* **Assignment**
All of the records below are to be copied exactly.

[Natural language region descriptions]
[Start of Attachment]

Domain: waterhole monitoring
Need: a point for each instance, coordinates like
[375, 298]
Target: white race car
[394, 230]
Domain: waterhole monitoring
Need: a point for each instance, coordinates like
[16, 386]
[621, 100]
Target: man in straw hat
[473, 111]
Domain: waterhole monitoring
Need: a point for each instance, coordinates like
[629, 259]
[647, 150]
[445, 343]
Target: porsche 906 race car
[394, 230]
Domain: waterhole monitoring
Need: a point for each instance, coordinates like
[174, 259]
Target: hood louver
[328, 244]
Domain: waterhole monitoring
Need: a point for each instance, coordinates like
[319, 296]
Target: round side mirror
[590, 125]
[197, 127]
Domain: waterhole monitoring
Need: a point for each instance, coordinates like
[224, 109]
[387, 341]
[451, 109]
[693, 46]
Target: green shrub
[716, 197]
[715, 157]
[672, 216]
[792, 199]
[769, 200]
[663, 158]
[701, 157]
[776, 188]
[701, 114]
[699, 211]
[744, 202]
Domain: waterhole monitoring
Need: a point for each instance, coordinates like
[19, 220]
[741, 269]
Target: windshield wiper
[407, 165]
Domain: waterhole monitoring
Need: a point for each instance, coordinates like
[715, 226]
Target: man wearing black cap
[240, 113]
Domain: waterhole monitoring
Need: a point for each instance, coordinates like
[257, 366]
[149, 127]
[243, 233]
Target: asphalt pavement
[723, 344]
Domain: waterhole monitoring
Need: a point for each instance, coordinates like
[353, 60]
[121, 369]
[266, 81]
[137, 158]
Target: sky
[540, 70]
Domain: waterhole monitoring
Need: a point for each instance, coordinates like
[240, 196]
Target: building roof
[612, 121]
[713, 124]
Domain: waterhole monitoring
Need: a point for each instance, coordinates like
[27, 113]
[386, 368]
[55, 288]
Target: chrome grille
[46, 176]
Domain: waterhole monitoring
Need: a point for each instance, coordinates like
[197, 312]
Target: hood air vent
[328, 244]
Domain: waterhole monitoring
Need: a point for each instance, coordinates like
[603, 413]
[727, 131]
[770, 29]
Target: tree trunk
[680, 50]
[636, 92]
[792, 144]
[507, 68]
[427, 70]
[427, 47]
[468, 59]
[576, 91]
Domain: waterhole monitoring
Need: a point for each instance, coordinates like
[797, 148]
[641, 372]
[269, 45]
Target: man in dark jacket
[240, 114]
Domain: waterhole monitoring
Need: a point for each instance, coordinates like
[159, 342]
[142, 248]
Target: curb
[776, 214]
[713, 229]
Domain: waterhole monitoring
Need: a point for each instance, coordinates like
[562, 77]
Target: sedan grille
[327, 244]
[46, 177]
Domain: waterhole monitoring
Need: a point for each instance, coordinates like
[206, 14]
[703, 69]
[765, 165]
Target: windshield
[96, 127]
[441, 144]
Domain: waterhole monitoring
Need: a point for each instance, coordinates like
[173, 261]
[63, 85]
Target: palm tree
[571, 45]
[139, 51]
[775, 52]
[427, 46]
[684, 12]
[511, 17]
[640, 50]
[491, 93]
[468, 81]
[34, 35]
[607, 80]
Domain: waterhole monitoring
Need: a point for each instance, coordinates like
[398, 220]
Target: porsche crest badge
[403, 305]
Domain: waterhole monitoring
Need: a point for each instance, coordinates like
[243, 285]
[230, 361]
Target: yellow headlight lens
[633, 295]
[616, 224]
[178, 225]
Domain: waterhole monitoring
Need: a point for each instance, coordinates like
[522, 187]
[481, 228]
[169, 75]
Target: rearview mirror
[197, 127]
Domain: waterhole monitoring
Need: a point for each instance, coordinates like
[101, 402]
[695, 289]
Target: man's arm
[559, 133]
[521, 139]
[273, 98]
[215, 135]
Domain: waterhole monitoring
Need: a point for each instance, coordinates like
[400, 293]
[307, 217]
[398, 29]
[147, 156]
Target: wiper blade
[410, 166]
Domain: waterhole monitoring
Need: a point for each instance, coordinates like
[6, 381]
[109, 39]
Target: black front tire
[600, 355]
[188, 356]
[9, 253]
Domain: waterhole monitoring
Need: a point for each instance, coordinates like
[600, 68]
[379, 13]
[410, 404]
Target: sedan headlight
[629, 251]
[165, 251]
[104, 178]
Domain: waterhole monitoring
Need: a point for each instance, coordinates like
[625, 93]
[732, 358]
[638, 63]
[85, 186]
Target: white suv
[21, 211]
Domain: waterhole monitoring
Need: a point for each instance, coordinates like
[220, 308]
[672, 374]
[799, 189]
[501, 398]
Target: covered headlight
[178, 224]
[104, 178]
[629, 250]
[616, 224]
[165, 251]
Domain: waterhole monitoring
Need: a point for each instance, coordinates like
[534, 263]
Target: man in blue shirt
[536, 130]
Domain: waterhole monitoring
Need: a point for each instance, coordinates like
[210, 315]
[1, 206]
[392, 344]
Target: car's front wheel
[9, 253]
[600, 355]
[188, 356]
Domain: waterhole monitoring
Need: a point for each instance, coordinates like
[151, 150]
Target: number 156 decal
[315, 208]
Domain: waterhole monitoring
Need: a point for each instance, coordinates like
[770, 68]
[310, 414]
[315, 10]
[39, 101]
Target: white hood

[End of Attachment]

* **Your response**
Domain: waterhole monitoring
Need: a point for each instance, coordinates like
[375, 298]
Target: white race car
[394, 230]
Domain: waterhole monitoring
Need: a point for each instance, coordinates like
[16, 386]
[621, 100]
Target: man in straw hat
[473, 111]
Domain: waterhole monitoring
Need: a point for each instance, coordinates like
[629, 259]
[647, 150]
[445, 343]
Target: porsche 906 race car
[394, 230]
Domain: waterhole monitoring
Need: a point for each instance, coordinates like
[174, 259]
Target: hood louver
[328, 244]
Domain: waterhole monitoring
Need: a point for each instance, coordinates like
[319, 296]
Target: round side mirror
[590, 125]
[197, 127]
Domain: waterhole monitoring
Need: a point for each instance, coordinates like
[224, 109]
[387, 341]
[451, 109]
[693, 46]
Target: green shrub
[716, 197]
[715, 157]
[672, 216]
[792, 199]
[769, 200]
[663, 158]
[701, 157]
[776, 188]
[701, 114]
[699, 211]
[744, 202]
Domain: waterhole monitoring
Need: a point for each instance, coordinates like
[19, 220]
[741, 269]
Target: windshield wiper
[407, 165]
Domain: waterhole monitoring
Need: a point for each instance, coordinates like
[715, 226]
Target: man wearing black cap
[240, 113]
Domain: waterhole monitoring
Need: a point for each instance, coordinates like
[257, 366]
[149, 127]
[243, 233]
Target: asphalt pavement
[723, 344]
Domain: waterhole monitoring
Need: a point for each instance, coordinates like
[353, 60]
[121, 369]
[266, 81]
[137, 158]
Target: sky
[540, 70]
Domain: waterhole monitoring
Need: a point for each instance, coordinates like
[240, 196]
Target: building roof
[612, 121]
[713, 124]
Domain: waterhole monitoring
Need: a point for each instance, coordinates like
[27, 113]
[386, 368]
[55, 288]
Target: chrome grille
[46, 176]
Domain: waterhole monitoring
Need: a point for each instance, coordinates like
[197, 312]
Target: hood air vent
[328, 244]
Domain: waterhole monitoring
Need: a point for each instance, coordinates like
[603, 413]
[727, 131]
[770, 29]
Target: tree trunk
[680, 50]
[636, 92]
[792, 144]
[507, 68]
[427, 70]
[427, 47]
[468, 59]
[576, 91]
Domain: waterhole monitoring
Need: a point for each instance, coordinates like
[797, 148]
[641, 372]
[269, 45]
Target: man in dark jacket
[240, 114]
Domain: waterhole monitoring
Need: a point for each instance, coordinates like
[159, 342]
[142, 248]
Target: curb
[776, 214]
[713, 229]
Domain: waterhole monitoring
Need: a point for each instance, coordinates like
[562, 77]
Target: sedan grille
[327, 244]
[46, 177]
Domain: waterhole monitoring
Need: a point for each instance, coordinates like
[206, 14]
[703, 69]
[765, 165]
Target: windshield
[96, 127]
[441, 144]
Domain: waterhole monitoring
Need: a point for each instance, coordinates like
[173, 261]
[63, 85]
Target: palm tree
[571, 45]
[139, 51]
[775, 52]
[427, 46]
[684, 12]
[511, 17]
[640, 50]
[491, 93]
[468, 81]
[34, 35]
[607, 80]
Domain: waterhole monitoring
Need: a point for each instance, coordinates like
[398, 220]
Target: porsche crest badge
[403, 305]
Domain: waterhole monitoring
Need: a point for each instance, coordinates like
[243, 285]
[230, 361]
Target: yellow headlight lens
[633, 295]
[616, 224]
[178, 225]
Domain: waterhole monitoring
Need: a point for each instance, coordinates like
[522, 187]
[481, 228]
[169, 75]
Target: rearview mirror
[197, 127]
Domain: waterhole monitoring
Need: a point for each instance, coordinates like
[101, 402]
[695, 289]
Target: man's arm
[559, 133]
[521, 139]
[273, 98]
[215, 135]
Domain: waterhole monitoring
Need: a point for each instance, coordinates like
[400, 293]
[307, 217]
[398, 29]
[147, 156]
Target: wiper blade
[410, 166]
Domain: waterhole monitoring
Need: a point for each instance, coordinates like
[6, 381]
[109, 39]
Target: black front tire
[600, 355]
[188, 356]
[9, 253]
Domain: waterhole monitoring
Need: a point for each instance, coordinates like
[600, 68]
[379, 13]
[410, 404]
Target: sedan headlight
[629, 251]
[165, 251]
[104, 178]
Domain: waterhole monitoring
Need: a point for each instance, coordinates like
[625, 93]
[732, 358]
[638, 63]
[85, 186]
Target: white suv
[21, 211]
Domain: waterhole monitoring
Need: a point for each instance, coordinates like
[220, 308]
[672, 374]
[799, 189]
[501, 398]
Target: covered headlight
[178, 224]
[104, 178]
[629, 250]
[616, 224]
[165, 251]
Domain: waterhole monitoring
Need: a point for each instance, coordinates like
[534, 263]
Target: man in blue shirt
[536, 130]
Domain: waterhole monitoring
Need: a point for each instance, coordinates like
[210, 315]
[1, 206]
[392, 344]
Target: car's front wheel
[9, 253]
[600, 355]
[188, 356]
Domain: waterhole monitoring
Need: a point for each instance, coordinates like
[151, 150]
Target: number 156 decal
[315, 208]
Domain: waterhole monitoring
Need: a point for each instance, coordinates like
[770, 68]
[310, 414]
[315, 10]
[39, 101]
Target: white hood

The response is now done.